## WHAT YOU ARE ASKED TO DO
Set the records down once more so that they match the source word for word.
Start of Block
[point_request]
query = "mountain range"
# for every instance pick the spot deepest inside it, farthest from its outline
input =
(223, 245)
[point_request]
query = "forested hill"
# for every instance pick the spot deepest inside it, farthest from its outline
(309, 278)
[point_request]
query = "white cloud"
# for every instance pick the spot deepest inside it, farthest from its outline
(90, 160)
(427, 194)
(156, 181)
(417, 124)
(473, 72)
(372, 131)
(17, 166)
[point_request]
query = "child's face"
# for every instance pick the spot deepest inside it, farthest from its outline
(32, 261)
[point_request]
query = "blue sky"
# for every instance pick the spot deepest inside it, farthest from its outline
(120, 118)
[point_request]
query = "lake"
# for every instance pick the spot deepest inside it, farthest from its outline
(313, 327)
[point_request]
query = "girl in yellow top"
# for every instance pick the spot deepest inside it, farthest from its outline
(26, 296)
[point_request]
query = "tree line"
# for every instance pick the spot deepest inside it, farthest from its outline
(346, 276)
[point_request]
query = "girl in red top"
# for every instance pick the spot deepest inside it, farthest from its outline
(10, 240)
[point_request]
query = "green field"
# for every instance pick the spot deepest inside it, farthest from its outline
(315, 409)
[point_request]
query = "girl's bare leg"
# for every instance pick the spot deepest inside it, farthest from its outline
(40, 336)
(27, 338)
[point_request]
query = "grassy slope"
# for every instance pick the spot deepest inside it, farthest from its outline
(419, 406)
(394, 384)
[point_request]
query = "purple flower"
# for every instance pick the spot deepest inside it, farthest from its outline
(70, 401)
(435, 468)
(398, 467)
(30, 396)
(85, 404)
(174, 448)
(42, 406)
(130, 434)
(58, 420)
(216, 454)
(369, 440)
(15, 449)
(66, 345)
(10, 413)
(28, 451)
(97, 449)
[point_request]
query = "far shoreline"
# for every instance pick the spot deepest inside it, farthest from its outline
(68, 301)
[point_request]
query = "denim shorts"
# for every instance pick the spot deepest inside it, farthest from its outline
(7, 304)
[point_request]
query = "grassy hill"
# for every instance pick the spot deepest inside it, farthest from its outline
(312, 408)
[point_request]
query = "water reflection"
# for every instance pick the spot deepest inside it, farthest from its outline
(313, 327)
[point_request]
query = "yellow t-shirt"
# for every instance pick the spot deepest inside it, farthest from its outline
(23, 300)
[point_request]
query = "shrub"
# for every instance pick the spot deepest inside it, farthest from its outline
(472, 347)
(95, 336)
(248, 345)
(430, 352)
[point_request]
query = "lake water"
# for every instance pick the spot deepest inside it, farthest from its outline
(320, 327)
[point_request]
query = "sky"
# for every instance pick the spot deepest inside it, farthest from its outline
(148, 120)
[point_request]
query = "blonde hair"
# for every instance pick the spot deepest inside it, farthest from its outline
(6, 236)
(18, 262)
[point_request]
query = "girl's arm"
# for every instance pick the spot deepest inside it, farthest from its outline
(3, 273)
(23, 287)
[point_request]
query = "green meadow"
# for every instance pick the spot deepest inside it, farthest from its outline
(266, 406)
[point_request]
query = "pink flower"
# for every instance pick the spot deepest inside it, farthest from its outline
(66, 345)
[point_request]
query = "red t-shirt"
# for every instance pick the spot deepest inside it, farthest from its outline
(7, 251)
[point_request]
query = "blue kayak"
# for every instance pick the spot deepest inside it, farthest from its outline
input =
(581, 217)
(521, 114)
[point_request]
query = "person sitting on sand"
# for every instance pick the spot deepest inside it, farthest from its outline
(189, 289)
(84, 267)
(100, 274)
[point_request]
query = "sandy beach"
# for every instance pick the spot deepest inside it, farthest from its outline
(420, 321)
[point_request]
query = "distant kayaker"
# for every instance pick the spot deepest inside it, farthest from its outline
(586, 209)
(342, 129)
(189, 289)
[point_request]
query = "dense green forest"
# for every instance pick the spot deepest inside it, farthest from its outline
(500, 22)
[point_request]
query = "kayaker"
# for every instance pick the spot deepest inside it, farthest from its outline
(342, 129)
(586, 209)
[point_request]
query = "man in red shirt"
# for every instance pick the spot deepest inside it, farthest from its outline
End of Block
## RESPONSE AREA
[point_request]
query = "mountain range"
# for every instance pick the spot deepest inside it, farthest from its outline
input =
(223, 245)
[point_request]
query = "forested hill"
# for every instance pick the spot deepest inside it, farthest from its outline
(309, 278)
[point_request]
query = "white cloud"
# for every instance pick the spot deepest inside it, farthest from its outline
(90, 160)
(427, 194)
(156, 181)
(417, 124)
(473, 72)
(372, 131)
(17, 166)
[point_request]
query = "child's face"
# for every instance pick the spot deepest inside it, farthest from its outline
(32, 261)
[point_request]
query = "blue sky"
# for every instance pick the spot deepest inside it, farthest from its outline
(120, 118)
[point_request]
query = "lake"
# for every instance pick the spot deepest inside it, farthest from its outline
(313, 327)
[point_request]
query = "girl in yellow top"
# for every instance pick the spot deepest inside it, farthest from its outline
(26, 296)
[point_request]
query = "tree line"
# for every instance pick the spot deepest inside it, farthest from its outline
(346, 276)
[point_request]
query = "girl in red top"
# for every instance pick the spot deepest inside it, farthest from its outline
(10, 240)
[point_request]
query = "green field"
# for every instance pick the spot deepest inside it, farthest from its outline
(315, 409)
[point_request]
query = "girl's bare leg"
# for every instance pick the spot deepest inside it, farthest from its outline
(40, 336)
(27, 338)
[point_request]
query = "grassy slope"
# for every instance pick the spot deepest inside it, farthest from its outline
(419, 406)
(394, 384)
[point_request]
query = "purple flower"
# for every instance pick the spot deepest inside it, farthest from its outline
(70, 401)
(435, 468)
(398, 467)
(30, 396)
(85, 404)
(174, 448)
(42, 406)
(130, 434)
(58, 420)
(216, 454)
(369, 440)
(15, 449)
(66, 345)
(10, 413)
(28, 451)
(97, 449)
[point_request]
query = "far shoreline"
# for every instance pick the spot deepest inside it, farthest from its outline
(68, 301)
[point_request]
query = "denim shorts"
# for every instance pick the spot deepest inside it, farthest from its outline
(7, 304)
[point_request]
query = "grassy hill"
# for every instance pick the spot deepest inside it, farthest from its outline
(312, 408)
[point_request]
query = "water reflection"
# for every instance pick the spot deepest inside it, farthest from its outline
(313, 327)
[point_request]
query = "yellow t-shirt"
# for every instance pick the spot deepest inside it, farthest from its outline
(23, 300)
[point_request]
query = "shrub"
# for every instance pick the spot deepest inside it, farthest from its outline
(472, 347)
(95, 336)
(248, 345)
(430, 352)
[point_request]
query = "lake water"
# for every instance pick the spot deepest inside it, farthest from its outline
(320, 327)
[point_request]
query = "sky"
# for every instance pick the spot deepest inside it, farthest from its outline
(148, 120)
[point_request]
query = "blonde hair"
# for every instance pick the spot deepest inside it, farthest from its outline
(6, 236)
(18, 262)
[point_request]
query = "girl's arm"
# for every instance pick the spot deepest inside it, farthest from its outline
(3, 273)
(23, 287)
[point_request]
query = "green meadow"
# for every instance pick the spot deepest inside it, farthest from its outline
(266, 406)
[point_request]
query = "pink flower"
# for every instance pick the spot deepest inside it, farthest from its outline
(66, 345)
[point_request]
query = "red t-shirt"
# for every instance pick the spot deepest inside it, farthest from its outline
(7, 251)
[point_request]
query = "blue kayak"
# for every instance pick the spot deepest inside it, farthest from its outline
input =
(581, 217)
(521, 114)
[point_request]
query = "person sitting on sand"
# for every instance pick the spot deepest inside it, farthest from its outline
(189, 289)
(84, 267)
(100, 274)
[point_request]
query = "sandy beach"
# for every instance pick the spot deepest inside it, farthest from its outline
(420, 321)
[point_request]
query = "distant kayaker"
# for every instance pick the spot deepest inside it, farthest from its outline
(586, 209)
(342, 129)
(189, 289)
[point_request]
query = "dense green forest"
# for every instance pick the spot deepest inside it, farthest from its outline
(500, 22)
[point_request]
query = "kayaker"
# for every instance pick the spot deepest inside it, farthest from its outline
(342, 129)
(586, 209)
[point_request]
query = "man in red shirt"
# for every instance pick the spot deepest inside it, farthest from its outline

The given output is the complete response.